Provided text:
The Abraham Accords and the New Israeli Government: Abraham’s Promise of Reconciliation and Peace Becomes Real

On the first day of Rosh Hashanah the liturgy includes the story of the expulsion of Abraham’s son Ishmael, father of the Arab nation and Hagar his mother perhaps foreshadowing an eternal battle between Arabs and Jews.

“Sarah said to Abraham, “Cast out that slave-woman and her son, for the son of that slave shall not share in the inheritance with my son Isaac.”

The matter distressed Abraham greatly, for it concerned a son of his…

But God said to Abraham, “Do not be distressed over the boy or your slave; whatever Sarah tells you, do as she says, for it is through Isaac that offspring shall be continued for you.”

[Location labeling records]
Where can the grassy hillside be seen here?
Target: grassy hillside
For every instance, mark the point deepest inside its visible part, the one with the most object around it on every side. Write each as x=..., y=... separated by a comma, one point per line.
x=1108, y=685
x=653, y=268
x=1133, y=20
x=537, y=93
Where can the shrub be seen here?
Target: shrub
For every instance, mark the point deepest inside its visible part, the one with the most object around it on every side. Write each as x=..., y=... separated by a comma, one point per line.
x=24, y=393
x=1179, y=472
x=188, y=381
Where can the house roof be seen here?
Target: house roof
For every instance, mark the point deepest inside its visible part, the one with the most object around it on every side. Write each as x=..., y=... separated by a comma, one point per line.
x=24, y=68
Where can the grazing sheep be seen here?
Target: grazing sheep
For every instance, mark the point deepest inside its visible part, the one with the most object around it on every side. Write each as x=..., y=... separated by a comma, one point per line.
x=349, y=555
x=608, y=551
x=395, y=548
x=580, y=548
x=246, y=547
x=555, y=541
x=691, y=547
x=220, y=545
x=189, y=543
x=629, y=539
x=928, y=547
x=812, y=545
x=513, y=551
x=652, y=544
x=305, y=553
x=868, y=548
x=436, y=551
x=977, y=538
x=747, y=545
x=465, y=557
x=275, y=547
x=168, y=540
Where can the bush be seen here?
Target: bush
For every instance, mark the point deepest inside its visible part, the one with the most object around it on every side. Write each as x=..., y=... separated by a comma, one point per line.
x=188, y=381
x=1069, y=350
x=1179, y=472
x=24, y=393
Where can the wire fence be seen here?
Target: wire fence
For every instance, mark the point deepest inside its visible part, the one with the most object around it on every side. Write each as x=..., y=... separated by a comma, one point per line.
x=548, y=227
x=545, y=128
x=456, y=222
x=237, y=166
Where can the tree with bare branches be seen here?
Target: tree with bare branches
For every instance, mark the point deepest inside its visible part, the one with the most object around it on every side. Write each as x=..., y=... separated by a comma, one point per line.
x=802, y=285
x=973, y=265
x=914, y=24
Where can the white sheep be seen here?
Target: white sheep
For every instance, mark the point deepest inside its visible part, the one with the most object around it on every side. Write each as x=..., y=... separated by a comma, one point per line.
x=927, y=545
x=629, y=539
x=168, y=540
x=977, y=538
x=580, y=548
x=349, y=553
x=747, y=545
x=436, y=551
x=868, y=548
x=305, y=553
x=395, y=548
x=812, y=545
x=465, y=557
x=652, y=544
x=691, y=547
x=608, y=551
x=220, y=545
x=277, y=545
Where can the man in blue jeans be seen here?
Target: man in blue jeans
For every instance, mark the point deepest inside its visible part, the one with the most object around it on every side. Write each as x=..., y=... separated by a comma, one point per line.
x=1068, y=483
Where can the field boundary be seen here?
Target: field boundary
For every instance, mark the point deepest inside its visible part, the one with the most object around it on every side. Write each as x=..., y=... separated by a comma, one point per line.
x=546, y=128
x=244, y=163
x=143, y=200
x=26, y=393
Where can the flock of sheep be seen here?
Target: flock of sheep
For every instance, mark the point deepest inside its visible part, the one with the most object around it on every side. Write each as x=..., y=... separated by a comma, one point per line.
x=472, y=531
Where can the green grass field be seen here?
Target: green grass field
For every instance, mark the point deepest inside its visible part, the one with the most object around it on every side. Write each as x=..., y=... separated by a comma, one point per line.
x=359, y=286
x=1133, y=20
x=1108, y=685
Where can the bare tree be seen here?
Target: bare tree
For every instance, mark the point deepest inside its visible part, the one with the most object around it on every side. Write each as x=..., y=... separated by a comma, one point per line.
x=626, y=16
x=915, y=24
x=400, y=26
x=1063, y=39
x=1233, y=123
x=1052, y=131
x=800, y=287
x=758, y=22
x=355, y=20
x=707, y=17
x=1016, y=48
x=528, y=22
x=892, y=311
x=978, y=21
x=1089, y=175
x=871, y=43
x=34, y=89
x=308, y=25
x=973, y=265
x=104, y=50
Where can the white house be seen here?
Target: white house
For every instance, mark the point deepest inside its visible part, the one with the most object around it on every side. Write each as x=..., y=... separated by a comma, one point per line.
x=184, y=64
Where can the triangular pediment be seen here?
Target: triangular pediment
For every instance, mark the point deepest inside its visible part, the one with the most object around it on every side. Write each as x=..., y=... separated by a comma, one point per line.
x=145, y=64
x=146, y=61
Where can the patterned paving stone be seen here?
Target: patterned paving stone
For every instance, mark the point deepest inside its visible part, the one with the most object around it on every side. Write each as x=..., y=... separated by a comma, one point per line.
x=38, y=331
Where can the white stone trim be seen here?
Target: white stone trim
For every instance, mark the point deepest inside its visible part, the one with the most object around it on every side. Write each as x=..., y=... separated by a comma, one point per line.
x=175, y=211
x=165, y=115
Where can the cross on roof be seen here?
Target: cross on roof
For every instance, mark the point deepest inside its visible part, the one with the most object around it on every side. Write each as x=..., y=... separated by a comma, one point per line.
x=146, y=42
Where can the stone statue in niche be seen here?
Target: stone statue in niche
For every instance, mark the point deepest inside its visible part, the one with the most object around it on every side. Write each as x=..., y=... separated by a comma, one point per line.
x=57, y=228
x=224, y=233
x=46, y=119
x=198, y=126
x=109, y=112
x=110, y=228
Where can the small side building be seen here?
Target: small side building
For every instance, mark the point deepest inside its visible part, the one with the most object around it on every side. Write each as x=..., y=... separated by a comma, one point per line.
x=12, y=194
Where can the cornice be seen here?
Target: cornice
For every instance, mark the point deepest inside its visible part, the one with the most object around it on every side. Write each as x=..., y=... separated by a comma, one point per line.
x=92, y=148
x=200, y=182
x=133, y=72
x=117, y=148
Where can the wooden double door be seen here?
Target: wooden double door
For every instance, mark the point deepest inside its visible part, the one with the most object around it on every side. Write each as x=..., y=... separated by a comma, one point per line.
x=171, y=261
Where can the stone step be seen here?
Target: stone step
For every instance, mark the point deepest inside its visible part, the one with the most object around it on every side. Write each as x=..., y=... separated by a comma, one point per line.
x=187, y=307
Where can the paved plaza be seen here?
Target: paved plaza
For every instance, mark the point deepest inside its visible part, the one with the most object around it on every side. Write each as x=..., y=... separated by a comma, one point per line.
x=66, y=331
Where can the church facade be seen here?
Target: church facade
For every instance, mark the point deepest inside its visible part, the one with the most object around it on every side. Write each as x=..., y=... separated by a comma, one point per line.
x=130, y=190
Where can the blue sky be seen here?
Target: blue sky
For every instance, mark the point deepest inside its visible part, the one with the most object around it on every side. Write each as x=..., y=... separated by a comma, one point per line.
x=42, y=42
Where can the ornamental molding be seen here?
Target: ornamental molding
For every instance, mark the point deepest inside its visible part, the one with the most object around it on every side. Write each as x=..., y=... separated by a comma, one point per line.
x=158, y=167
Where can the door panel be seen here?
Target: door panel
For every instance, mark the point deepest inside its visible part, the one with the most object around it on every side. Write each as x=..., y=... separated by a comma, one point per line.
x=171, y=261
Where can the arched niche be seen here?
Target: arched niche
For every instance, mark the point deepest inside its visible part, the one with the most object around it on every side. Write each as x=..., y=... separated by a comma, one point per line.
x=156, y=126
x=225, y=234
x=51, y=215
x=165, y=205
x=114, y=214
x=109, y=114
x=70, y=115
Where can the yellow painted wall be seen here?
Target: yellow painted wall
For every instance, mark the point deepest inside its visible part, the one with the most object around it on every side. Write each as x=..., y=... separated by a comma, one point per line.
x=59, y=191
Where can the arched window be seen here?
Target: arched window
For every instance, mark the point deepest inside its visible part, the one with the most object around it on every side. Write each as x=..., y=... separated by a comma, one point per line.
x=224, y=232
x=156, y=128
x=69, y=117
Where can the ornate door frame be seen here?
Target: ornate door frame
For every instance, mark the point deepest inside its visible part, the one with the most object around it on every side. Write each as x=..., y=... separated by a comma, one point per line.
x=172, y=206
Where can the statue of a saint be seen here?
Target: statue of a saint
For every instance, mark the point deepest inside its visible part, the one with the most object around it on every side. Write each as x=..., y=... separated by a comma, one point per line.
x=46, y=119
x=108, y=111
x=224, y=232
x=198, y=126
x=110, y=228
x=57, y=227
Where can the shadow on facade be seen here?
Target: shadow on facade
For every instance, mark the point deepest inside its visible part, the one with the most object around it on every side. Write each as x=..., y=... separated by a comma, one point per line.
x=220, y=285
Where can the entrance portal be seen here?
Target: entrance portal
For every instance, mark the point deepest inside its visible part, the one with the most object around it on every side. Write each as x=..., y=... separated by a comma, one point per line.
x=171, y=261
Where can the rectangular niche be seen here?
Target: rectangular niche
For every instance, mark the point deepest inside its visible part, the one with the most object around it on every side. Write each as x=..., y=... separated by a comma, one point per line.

Requirements:
1 - According to the Abraham Accords excerpt, on which day of Rosh Hashanah does the liturgy include the story of Ishmael's expulsion?
2 - Quote the Abraham Accords excerpt word for word, from "On the first" down to "Arabs and Jews.".

Replies:
1 - The first day.

2 -
On the first day of Rosh Hashanah the liturgy includes the story of the expulsion of Abraham’s son Ishmael, father of the Arab nation and Hagar his mother perhaps foreshadowing an eternal battle between Arabs and Jews.